Exercise aim.
Please continue the Trixi.jl differentiable programming tutorial below, starting after its last line.

Page.
20: Differentiable programming
Julia and its ecosystem provide some tools for differentiable programming. Trixi.jl is designed to be flexible, extendable, and composable with Julia's growing ecosystem for scientific computing and machine learning. Thus, the ultimate goal is to have fast implementations that allow automatic differentiation (AD) without too much hassle for users. If some parts do not meet these requirements, please feel free to open an issue or propose a fix in a PR.
In the following, we will walk through some examples demonstrating how to differentiate through Trixi.jl.
Forward mode automatic differentiation
Trixi.jl integrates well with ForwardDiff.jl for forward mode AD.
Computing the Jacobian
The high-level interface to compute the Jacobian this way is jacobian_ad_forward
. First, we load the required packages and compute the Jacobian of a semidiscretization of the compressible Euler equations, a system of nonlinear conservation laws.
using Trixi, LinearAlgebra, Plots
equations = CompressibleEulerEquations2D(1.4)
solver = DGSEM(3, flux_central)
mesh = TreeMesh((-1.0, -1.0), (1.0, 1.0), initial_refinement_level = 2, n_cells_max = 10^5)
semi = SemidiscretizationHyperbolic(mesh, equations, initial_condition_density_wave, solver)
J = jacobian_ad_forward(semi);
size(J)
(1024, 1024)
Next, we compute the eigenvalues of the Jacobian.
λ = eigvals(J)
scatter(real.(λ), imag.(λ), label = "central flux")
As you can see here, the maximal real part is close to zero.
relative_maximum = maximum(real, λ) / maximum(abs, λ)
6.194398065604959e-10
Interestingly, if we add dissipation by switching to the flux_lax_friedrichs
at the interfaces, the maximal real part of the eigenvalues increases.
solver = DGSEM(3, flux_lax_friedrichs)
semi = SemidiscretizationHyperbolic(mesh, equations, initial_condition_density_wave, solver)
J = jacobian_ad_forward(semi)
λ = eigvals(J)
scatter!(real.(λ), imag.(λ), label = "Lax-Friedrichs flux")
Although the maximal real part is still somewhat small, it's larger than for the purely central discretization.
relative_maximum = maximum(real, λ) / maximum(abs, λ)
2.0781520236011672e-5
However, we should be careful when using this analysis, since the eigenvectors are not necessarily well-conditioned.
λ, V = eigen(J)
condition_number = cond(V)
1.640847152061315e6
In one space dimension, the situation is a bit different.
equations = CompressibleEulerEquations1D(1.4)
solver = DGSEM(3, flux_central)
mesh = TreeMesh((-1.0,), (1.0,), initial_refinement_level = 6, n_cells_max = 10^5)
semi = SemidiscretizationHyperbolic(mesh, equations, initial_condition_density_wave, solver)
J = jacobian_ad_forward(semi)
λ = eigvals(J)
scatter(real.(λ), imag.(λ), label = "central flux")
Here, the maximal real part is basically zero to machine accuracy.
relative_maximum = maximum(real, λ) / maximum(abs, λ)

Supplied information.
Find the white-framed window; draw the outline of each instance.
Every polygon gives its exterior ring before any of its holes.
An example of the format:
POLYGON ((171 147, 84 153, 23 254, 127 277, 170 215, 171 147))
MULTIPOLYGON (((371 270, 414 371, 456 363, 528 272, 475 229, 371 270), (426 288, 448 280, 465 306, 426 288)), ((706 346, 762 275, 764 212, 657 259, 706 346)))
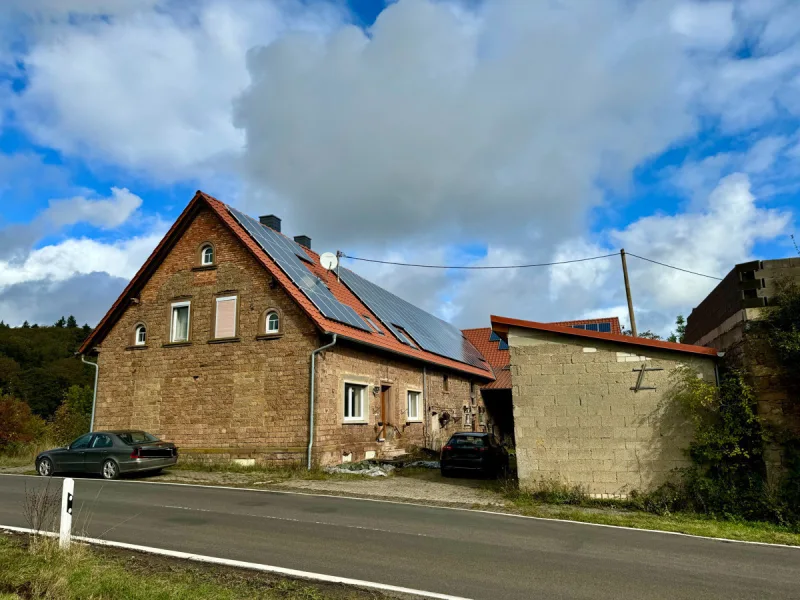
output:
POLYGON ((407 394, 406 418, 409 421, 422 420, 422 393, 416 390, 408 390, 407 394))
POLYGON ((214 264, 214 246, 207 244, 200 250, 200 264, 213 265, 214 264))
POLYGON ((236 337, 236 296, 217 298, 214 317, 214 337, 223 339, 236 337))
POLYGON ((344 384, 344 420, 364 421, 364 400, 367 386, 363 383, 344 384))
POLYGON ((271 311, 267 313, 266 329, 267 333, 278 333, 280 331, 281 318, 278 316, 277 312, 271 311))
POLYGON ((191 302, 172 303, 172 327, 170 329, 170 342, 189 341, 189 319, 191 302))

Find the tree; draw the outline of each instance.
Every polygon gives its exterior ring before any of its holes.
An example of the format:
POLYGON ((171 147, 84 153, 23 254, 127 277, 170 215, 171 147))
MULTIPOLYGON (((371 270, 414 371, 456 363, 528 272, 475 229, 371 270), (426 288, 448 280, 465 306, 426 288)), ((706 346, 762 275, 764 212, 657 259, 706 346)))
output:
POLYGON ((675 331, 673 331, 667 338, 668 342, 678 342, 683 344, 686 339, 686 319, 683 315, 678 315, 675 318, 675 331))

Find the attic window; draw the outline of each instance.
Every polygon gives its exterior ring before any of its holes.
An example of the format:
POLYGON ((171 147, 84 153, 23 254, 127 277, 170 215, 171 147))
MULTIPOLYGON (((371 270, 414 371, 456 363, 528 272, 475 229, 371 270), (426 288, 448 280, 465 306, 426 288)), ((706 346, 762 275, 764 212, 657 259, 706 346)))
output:
POLYGON ((369 323, 369 326, 370 326, 370 327, 372 327, 372 330, 373 330, 375 333, 377 333, 377 334, 379 334, 379 335, 383 335, 383 332, 382 332, 380 329, 378 329, 378 326, 377 326, 377 325, 375 325, 375 321, 373 321, 372 319, 370 319, 368 315, 361 315, 361 316, 362 316, 362 317, 364 317, 364 320, 365 320, 367 323, 369 323))
POLYGON ((205 244, 200 250, 200 264, 204 267, 214 264, 214 246, 205 244))

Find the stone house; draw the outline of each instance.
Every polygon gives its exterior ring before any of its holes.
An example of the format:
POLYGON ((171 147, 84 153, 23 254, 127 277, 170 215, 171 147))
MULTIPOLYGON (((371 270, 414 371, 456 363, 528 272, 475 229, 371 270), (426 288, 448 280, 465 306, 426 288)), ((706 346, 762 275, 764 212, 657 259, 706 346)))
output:
POLYGON ((509 347, 520 484, 624 496, 688 466, 691 425, 669 400, 681 366, 716 381, 714 348, 492 317, 509 347))
MULTIPOLYGON (((800 402, 781 377, 773 349, 758 321, 782 281, 800 282, 800 258, 756 260, 735 265, 686 320, 685 341, 724 352, 744 368, 758 398, 758 414, 775 432, 800 436, 800 402)), ((781 435, 777 436, 782 437, 781 435)), ((767 472, 779 478, 786 465, 779 444, 770 443, 767 472)))
POLYGON ((469 340, 310 245, 198 191, 80 349, 94 428, 334 464, 485 427, 494 374, 469 340))

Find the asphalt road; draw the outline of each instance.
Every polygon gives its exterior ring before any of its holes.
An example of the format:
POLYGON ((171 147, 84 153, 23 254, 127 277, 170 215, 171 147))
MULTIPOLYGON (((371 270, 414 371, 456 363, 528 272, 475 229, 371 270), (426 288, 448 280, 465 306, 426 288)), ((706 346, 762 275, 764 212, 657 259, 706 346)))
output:
MULTIPOLYGON (((0 524, 27 527, 0 475, 0 524)), ((60 490, 60 479, 51 488, 60 490)), ((800 598, 800 549, 346 498, 75 482, 76 533, 474 599, 800 598)))

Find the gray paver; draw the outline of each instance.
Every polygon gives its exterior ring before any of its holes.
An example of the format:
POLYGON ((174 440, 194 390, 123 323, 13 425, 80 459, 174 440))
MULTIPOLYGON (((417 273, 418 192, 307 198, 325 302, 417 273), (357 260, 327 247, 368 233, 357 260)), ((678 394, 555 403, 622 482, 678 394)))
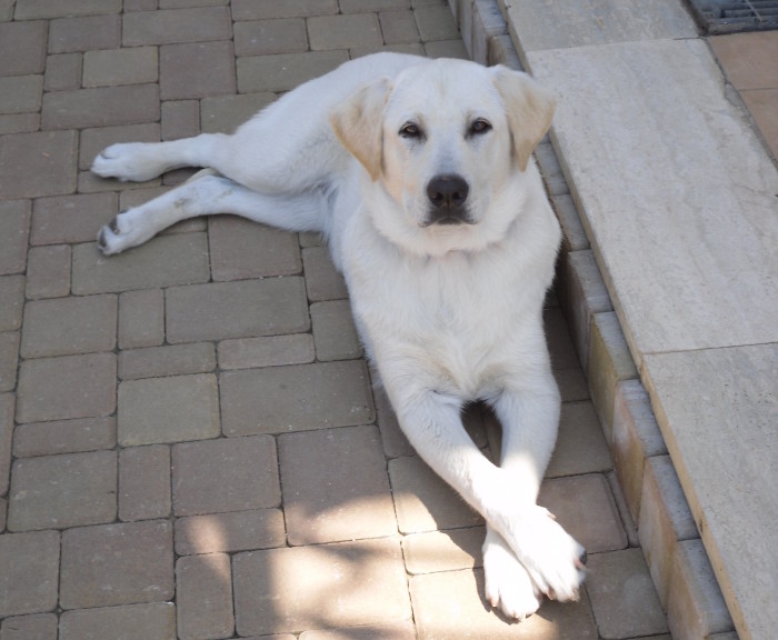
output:
POLYGON ((172 526, 164 520, 62 533, 60 607, 164 602, 173 597, 172 526))
POLYGON ((0 147, 0 198, 72 193, 77 149, 76 131, 6 136, 0 147), (47 179, 40 180, 41 176, 47 179))
POLYGON ((587 562, 587 591, 604 638, 666 633, 667 622, 640 549, 597 553, 587 562), (630 616, 624 616, 630 611, 630 616))
POLYGON ((420 458, 389 461, 397 523, 402 533, 481 524, 483 520, 420 458))
POLYGON ((209 221, 208 239, 213 280, 291 276, 302 271, 295 233, 229 216, 209 221))
POLYGON ((565 402, 547 478, 608 471, 614 463, 591 402, 565 402))
POLYGON ((268 436, 173 446, 173 510, 197 516, 278 507, 276 442, 268 436))
POLYGON ((188 556, 176 562, 176 612, 181 640, 232 634, 232 579, 227 553, 188 556))
POLYGON ((113 449, 117 443, 116 418, 82 418, 19 424, 13 432, 13 456, 51 456, 113 449))
POLYGON ((200 373, 124 380, 117 431, 122 447, 219 436, 216 376, 200 373))
POLYGON ((187 516, 176 520, 176 553, 251 551, 286 544, 283 512, 253 509, 187 516))
POLYGON ((171 287, 166 302, 167 336, 173 343, 297 333, 310 327, 305 284, 297 277, 171 287))
POLYGON ((70 293, 68 244, 32 247, 27 263, 27 297, 30 300, 60 298, 70 293))
POLYGON ((156 82, 159 61, 156 47, 87 51, 83 87, 113 87, 156 82))
POLYGON ((162 100, 187 100, 235 93, 232 42, 166 44, 159 52, 162 100))
POLYGON ((238 338, 219 342, 219 367, 252 369, 313 362, 316 352, 310 333, 238 338))
POLYGON ((9 476, 11 473, 14 400, 11 393, 2 393, 0 396, 0 496, 4 496, 8 492, 9 476))
POLYGON ((53 613, 13 616, 0 623, 0 637, 3 640, 57 640, 57 622, 53 613))
POLYGON ((0 77, 0 113, 40 110, 43 76, 0 77))
POLYGON ((21 273, 27 263, 30 236, 30 202, 0 202, 0 274, 21 273))
POLYGON ((17 386, 19 332, 0 333, 0 391, 12 391, 17 386))
POLYGON ((43 89, 46 91, 66 91, 81 86, 81 53, 58 53, 46 59, 43 89))
POLYGON ((397 533, 375 427, 285 433, 278 446, 290 544, 397 533))
POLYGON ((239 96, 218 96, 200 101, 200 128, 203 133, 229 133, 276 100, 269 91, 239 96))
POLYGON ((152 520, 170 514, 170 449, 162 444, 119 452, 119 518, 152 520))
POLYGON ((167 100, 162 102, 160 136, 162 140, 191 138, 200 133, 200 102, 167 100))
POLYGON ((316 302, 310 313, 318 360, 349 360, 362 354, 348 300, 316 302))
POLYGON ((615 551, 627 547, 627 534, 601 473, 546 480, 538 504, 546 507, 587 552, 615 551))
MULTIPOLYGON (((87 133, 81 134, 83 147, 87 133)), ((83 151, 83 149, 82 149, 83 151)), ((38 198, 32 208, 31 244, 91 242, 118 213, 116 193, 38 198)))
POLYGON ((64 611, 59 630, 59 640, 176 640, 176 606, 153 602, 64 611))
POLYGON ((411 614, 398 539, 238 553, 232 578, 241 636, 396 622, 411 614))
POLYGON ((340 50, 239 58, 238 91, 289 91, 307 80, 332 71, 348 59, 348 53, 340 50))
POLYGON ((313 51, 383 44, 378 16, 375 13, 309 18, 308 37, 313 51))
POLYGON ((101 87, 43 94, 43 129, 86 129, 159 120, 157 84, 101 87))
MULTIPOLYGON (((59 558, 56 531, 0 536, 0 616, 53 609, 59 558)), ((3 634, 6 629, 3 626, 3 634)))
POLYGON ((471 527, 448 531, 411 533, 402 538, 402 553, 409 573, 438 573, 481 567, 486 529, 471 527))
POLYGON ((373 420, 362 361, 225 371, 220 392, 227 436, 349 427, 373 420))
POLYGON ((236 56, 265 56, 308 50, 306 20, 252 20, 236 22, 236 56))
MULTIPOLYGON (((34 0, 32 0, 34 2, 34 0)), ((111 0, 119 4, 119 0, 111 0)), ((53 0, 51 0, 53 4, 53 0)), ((91 0, 91 4, 101 3, 100 0, 91 0)), ((82 0, 72 2, 59 2, 64 9, 61 18, 52 20, 49 27, 49 53, 70 53, 72 51, 87 51, 90 49, 116 49, 119 47, 121 33, 121 20, 117 14, 77 17, 78 9, 87 9, 82 0), (72 4, 80 3, 80 8, 72 4), (67 7, 71 4, 71 7, 67 7), (73 16, 70 18, 70 16, 73 16)), ((102 2, 108 6, 109 2, 102 2)), ((17 4, 17 13, 21 4, 17 4)), ((101 13, 101 11, 84 11, 88 13, 101 13)), ((107 13, 111 13, 108 11, 107 13)), ((113 12, 118 13, 118 11, 113 12)))
POLYGON ((205 233, 174 233, 107 259, 96 244, 77 244, 73 293, 87 296, 205 282, 209 278, 207 246, 205 233))
POLYGON ((111 351, 116 346, 117 297, 33 300, 24 306, 23 358, 111 351))
POLYGON ((17 421, 109 416, 116 408, 116 356, 89 353, 24 360, 17 421))
POLYGON ((119 347, 157 347, 164 341, 164 293, 161 289, 119 296, 119 347))
POLYGON ((119 353, 119 378, 161 378, 208 373, 216 369, 216 349, 210 342, 129 349, 119 353))
POLYGON ((21 327, 24 307, 24 277, 0 278, 0 331, 13 331, 21 327))
POLYGON ((229 40, 232 36, 227 7, 196 7, 124 13, 122 44, 170 44, 229 40))
POLYGON ((121 0, 18 0, 17 20, 92 13, 119 13, 121 0))
POLYGON ((48 23, 40 21, 0 23, 0 58, 3 76, 42 73, 46 68, 48 23))
POLYGON ((22 458, 13 463, 11 531, 110 522, 117 512, 113 451, 22 458))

Expected answer.
5.515633800528863e-16
Moreover, the eigenvectors are not as ill-conditioned as in 2D.
λ, V = eigen(J)
condition_number = cond(V)
645.2799066408426
If we add dissipation, the maximal real part is still approximately zero.
solver = DGSEM(3, flux_lax_friedrichs)
semi = SemidiscretizationHyperbolic(mesh, equations, initial_condition_density_wave, solver)
J = jacobian_ad_forward(semi)
λ = eigvals(J)
scatter!(real.(λ), imag.(λ), label = "Lax-Friedrichs flux")
As you can see from the plot generated above, the maximal real part is still basically zero to machine precision.
relative_maximum = maximum(real, λ) / maximum(abs, λ)
5.118955954677317e-17
Let's check the condition number of the eigenvectors.
λ, V = eigen(J)
condition_number = cond(V)
94602.12866772134
Note that the condition number of the eigenvector matrix increases but is still smaller than for the example in 2D.
Computing other derivatives
It is also possible to compute derivatives of other dependencies using AD in Trixi.jl. For example, you can compute the gradient of an entropy-dissipative semidiscretization with respect to the ideal gas constant of the compressible Euler equations as described in the following. This example is also available as the elixir examples/special_elixirs/elixir_euler_ad.jl
First, we create a semidiscretization of the compressible Euler equations.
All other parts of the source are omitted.